YOUR INSTRUCTIONS: Any picture in the data below should be skipped, while every line is repeated exactly.

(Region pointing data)
____
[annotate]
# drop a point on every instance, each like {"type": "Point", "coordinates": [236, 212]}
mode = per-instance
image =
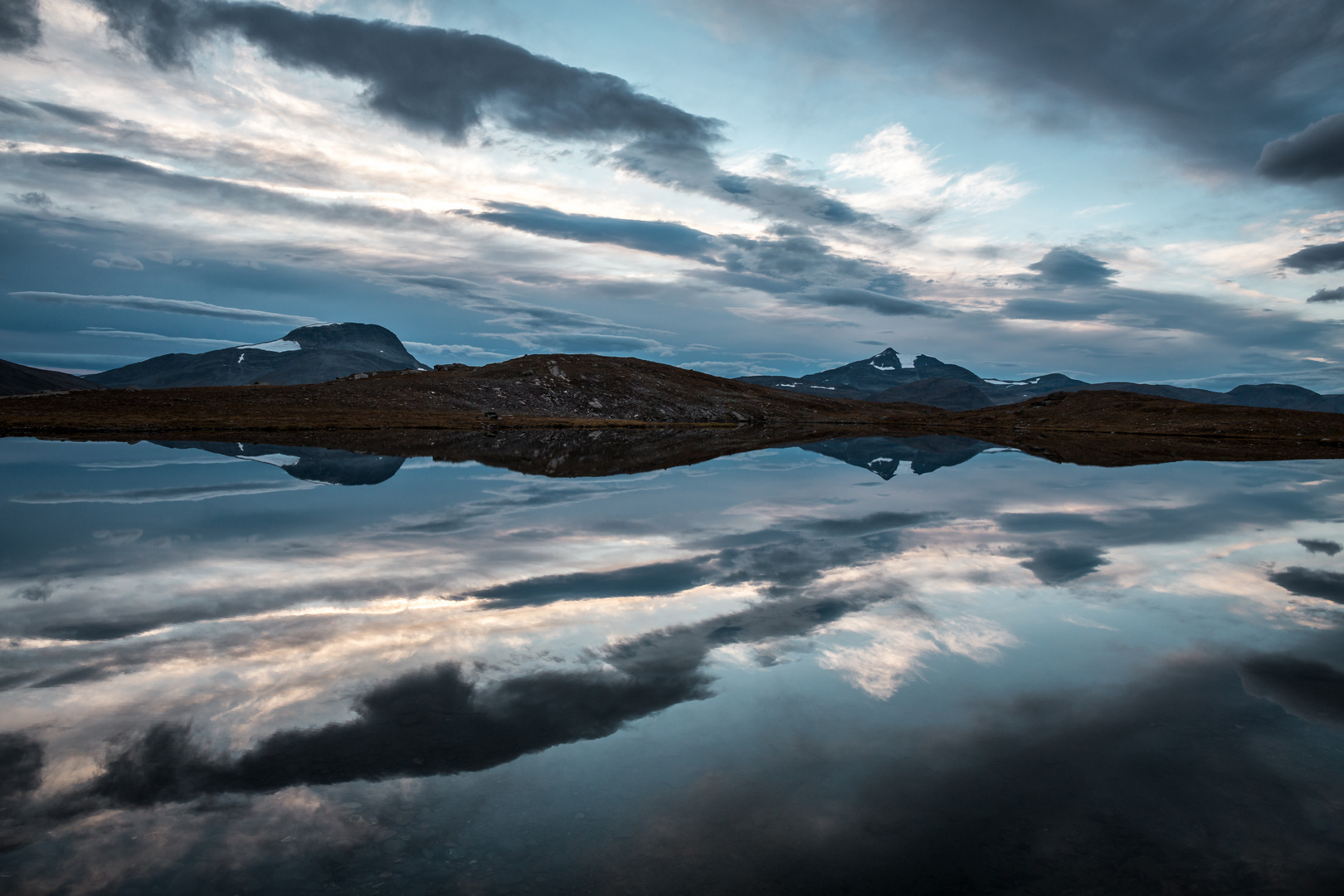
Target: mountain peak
{"type": "Point", "coordinates": [886, 360]}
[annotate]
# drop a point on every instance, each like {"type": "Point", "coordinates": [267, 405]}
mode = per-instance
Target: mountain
{"type": "Point", "coordinates": [941, 391]}
{"type": "Point", "coordinates": [929, 382]}
{"type": "Point", "coordinates": [17, 379]}
{"type": "Point", "coordinates": [305, 355]}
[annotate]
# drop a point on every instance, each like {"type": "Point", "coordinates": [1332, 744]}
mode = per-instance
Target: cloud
{"type": "Point", "coordinates": [117, 260]}
{"type": "Point", "coordinates": [437, 722]}
{"type": "Point", "coordinates": [652, 579]}
{"type": "Point", "coordinates": [1313, 260]}
{"type": "Point", "coordinates": [32, 199]}
{"type": "Point", "coordinates": [1064, 266]}
{"type": "Point", "coordinates": [11, 108]}
{"type": "Point", "coordinates": [665, 238]}
{"type": "Point", "coordinates": [156, 496]}
{"type": "Point", "coordinates": [1320, 546]}
{"type": "Point", "coordinates": [21, 765]}
{"type": "Point", "coordinates": [511, 312]}
{"type": "Point", "coordinates": [1051, 794]}
{"type": "Point", "coordinates": [913, 184]}
{"type": "Point", "coordinates": [464, 351]}
{"type": "Point", "coordinates": [1214, 80]}
{"type": "Point", "coordinates": [1327, 295]}
{"type": "Point", "coordinates": [452, 82]}
{"type": "Point", "coordinates": [1060, 564]}
{"type": "Point", "coordinates": [155, 338]}
{"type": "Point", "coordinates": [1074, 286]}
{"type": "Point", "coordinates": [867, 299]}
{"type": "Point", "coordinates": [71, 113]}
{"type": "Point", "coordinates": [593, 343]}
{"type": "Point", "coordinates": [791, 260]}
{"type": "Point", "coordinates": [1315, 153]}
{"type": "Point", "coordinates": [19, 26]}
{"type": "Point", "coordinates": [1311, 583]}
{"type": "Point", "coordinates": [1307, 688]}
{"type": "Point", "coordinates": [168, 305]}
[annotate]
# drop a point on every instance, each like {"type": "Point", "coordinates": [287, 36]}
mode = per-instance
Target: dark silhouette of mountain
{"type": "Point", "coordinates": [307, 355]}
{"type": "Point", "coordinates": [884, 455]}
{"type": "Point", "coordinates": [884, 377]}
{"type": "Point", "coordinates": [17, 379]}
{"type": "Point", "coordinates": [947, 394]}
{"type": "Point", "coordinates": [331, 466]}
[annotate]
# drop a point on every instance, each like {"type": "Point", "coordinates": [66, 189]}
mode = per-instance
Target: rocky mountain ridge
{"type": "Point", "coordinates": [312, 353]}
{"type": "Point", "coordinates": [884, 377]}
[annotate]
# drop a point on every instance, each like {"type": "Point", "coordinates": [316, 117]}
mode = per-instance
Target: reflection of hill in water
{"type": "Point", "coordinates": [331, 466]}
{"type": "Point", "coordinates": [569, 453]}
{"type": "Point", "coordinates": [884, 455]}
____
ANSWER TO THE EXERCISE:
[annotate]
# drop a point on every instance, each like {"type": "Point", "coordinates": [236, 212]}
mode = per-instance
image =
Target: mountain peak
{"type": "Point", "coordinates": [886, 360]}
[annotate]
# drop a point on every instance, each like {"type": "Point", "coordinates": [267, 405]}
mode = per-instance
Target: mountain
{"type": "Point", "coordinates": [941, 391]}
{"type": "Point", "coordinates": [929, 382]}
{"type": "Point", "coordinates": [17, 379]}
{"type": "Point", "coordinates": [305, 355]}
[annotate]
# drop a point on every instance, each like {"type": "Point", "coordinates": [1332, 744]}
mode = per-instance
Target: cloud
{"type": "Point", "coordinates": [117, 260]}
{"type": "Point", "coordinates": [437, 722]}
{"type": "Point", "coordinates": [652, 579]}
{"type": "Point", "coordinates": [1313, 260]}
{"type": "Point", "coordinates": [32, 199]}
{"type": "Point", "coordinates": [1064, 266]}
{"type": "Point", "coordinates": [11, 108]}
{"type": "Point", "coordinates": [665, 238]}
{"type": "Point", "coordinates": [156, 496]}
{"type": "Point", "coordinates": [1320, 546]}
{"type": "Point", "coordinates": [21, 765]}
{"type": "Point", "coordinates": [511, 312]}
{"type": "Point", "coordinates": [1051, 794]}
{"type": "Point", "coordinates": [913, 184]}
{"type": "Point", "coordinates": [464, 351]}
{"type": "Point", "coordinates": [1214, 80]}
{"type": "Point", "coordinates": [1327, 295]}
{"type": "Point", "coordinates": [452, 82]}
{"type": "Point", "coordinates": [1060, 564]}
{"type": "Point", "coordinates": [155, 338]}
{"type": "Point", "coordinates": [1074, 286]}
{"type": "Point", "coordinates": [867, 299]}
{"type": "Point", "coordinates": [71, 113]}
{"type": "Point", "coordinates": [593, 343]}
{"type": "Point", "coordinates": [791, 260]}
{"type": "Point", "coordinates": [1315, 153]}
{"type": "Point", "coordinates": [19, 26]}
{"type": "Point", "coordinates": [1311, 583]}
{"type": "Point", "coordinates": [1307, 688]}
{"type": "Point", "coordinates": [168, 305]}
[annotate]
# drop a point on every instance, each like {"type": "Point", "coordinates": [287, 36]}
mode = per-instance
Target: dark silhouette of mountain
{"type": "Point", "coordinates": [307, 355]}
{"type": "Point", "coordinates": [884, 455]}
{"type": "Point", "coordinates": [884, 377]}
{"type": "Point", "coordinates": [17, 379]}
{"type": "Point", "coordinates": [947, 394]}
{"type": "Point", "coordinates": [331, 466]}
[annotate]
# drop a point on every instance, each like {"type": "Point", "coordinates": [66, 189]}
mode = per-instance
Target: rocky mountain ridge
{"type": "Point", "coordinates": [312, 353]}
{"type": "Point", "coordinates": [884, 377]}
[annotate]
# drop a point on every instance, each like {"type": "Point", "coordinates": [316, 117]}
mode = per-instance
Target: reflection of hill in water
{"type": "Point", "coordinates": [331, 466]}
{"type": "Point", "coordinates": [569, 453]}
{"type": "Point", "coordinates": [884, 455]}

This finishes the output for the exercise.